▶ EXCERPT PROVIDED
I've actually worked on something like that recently, but tied to a
particular use case.  I think you'll find it pretty hard to solve the
problem in a completely general-purpose way, unless you end up writing a
code generator of some sort.  In order to hide the UIDs from the app, you
will need to have some sort of higher-level versions of all the classes
which provide the application-level interface, and which use protocol
buffers internally to encode themselves.

On Sat, Aug 15, 2009 at 6:34 PM, Micah <[email protected]> wrote:

>
> I am working on a system by which to send references to message
> objects over the wire and was wondering if anyone has done this
> before.  I have a few ideas about how to do things but I wanted to get
> some input from others before I re-invent the wheel.
>
> The general idea would be that a server may tell the client about Foo,
> a message that references messages Baz and Foz.  However, Bar (another
> message) also references Baz and Foz.  In order to avoid sending the
> same Baz and Foz instance multiple times Foo and Bar just contain a
> reference to Baz and Foz.  The client can then ask the server for Baz
> or Foz if it doesn't already have them when it receives a Foo or Bar
> message.

▶ RECORD EXCERPTS
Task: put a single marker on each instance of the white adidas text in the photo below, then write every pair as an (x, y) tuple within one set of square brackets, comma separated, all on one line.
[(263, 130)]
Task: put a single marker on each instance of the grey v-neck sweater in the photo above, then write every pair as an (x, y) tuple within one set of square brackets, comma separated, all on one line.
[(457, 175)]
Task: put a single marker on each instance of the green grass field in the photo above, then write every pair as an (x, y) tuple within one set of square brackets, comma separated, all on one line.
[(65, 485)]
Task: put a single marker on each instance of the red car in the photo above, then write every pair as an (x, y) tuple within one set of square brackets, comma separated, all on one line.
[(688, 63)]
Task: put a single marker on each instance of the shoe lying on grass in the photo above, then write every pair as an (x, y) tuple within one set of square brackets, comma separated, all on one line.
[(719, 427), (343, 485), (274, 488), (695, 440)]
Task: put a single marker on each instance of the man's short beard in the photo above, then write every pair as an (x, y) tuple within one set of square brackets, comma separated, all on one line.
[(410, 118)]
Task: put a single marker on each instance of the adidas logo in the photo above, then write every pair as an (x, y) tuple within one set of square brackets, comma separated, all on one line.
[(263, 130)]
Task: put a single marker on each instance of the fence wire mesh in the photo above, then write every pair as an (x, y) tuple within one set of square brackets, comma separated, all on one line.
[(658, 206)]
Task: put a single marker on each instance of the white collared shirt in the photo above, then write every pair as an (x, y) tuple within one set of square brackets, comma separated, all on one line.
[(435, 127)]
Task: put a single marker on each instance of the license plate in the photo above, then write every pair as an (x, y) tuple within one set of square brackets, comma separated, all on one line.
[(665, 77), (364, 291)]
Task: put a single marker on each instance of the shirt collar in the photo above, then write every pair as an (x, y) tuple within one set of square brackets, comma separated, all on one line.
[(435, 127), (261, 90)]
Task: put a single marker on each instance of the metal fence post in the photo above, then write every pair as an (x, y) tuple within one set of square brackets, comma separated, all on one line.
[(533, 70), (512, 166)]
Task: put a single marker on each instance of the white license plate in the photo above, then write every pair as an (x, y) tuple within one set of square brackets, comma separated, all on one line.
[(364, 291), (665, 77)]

▶ DIRECTIONS
From the email above about sending message references, reproduce word for word the stretch from "On Sat, Aug" through "re-invent the wheel.".

▶ TASK RESULT
On Sat, Aug 15, 2009 at 6:34 PM, Micah <[email protected]> wrote:

>
> I am working on a system by which to send references to message
> objects over the wire and was wondering if anyone has done this
> before.  I have a few ideas about how to do things but I wanted to get
> some input from others before I re-invent the wheel.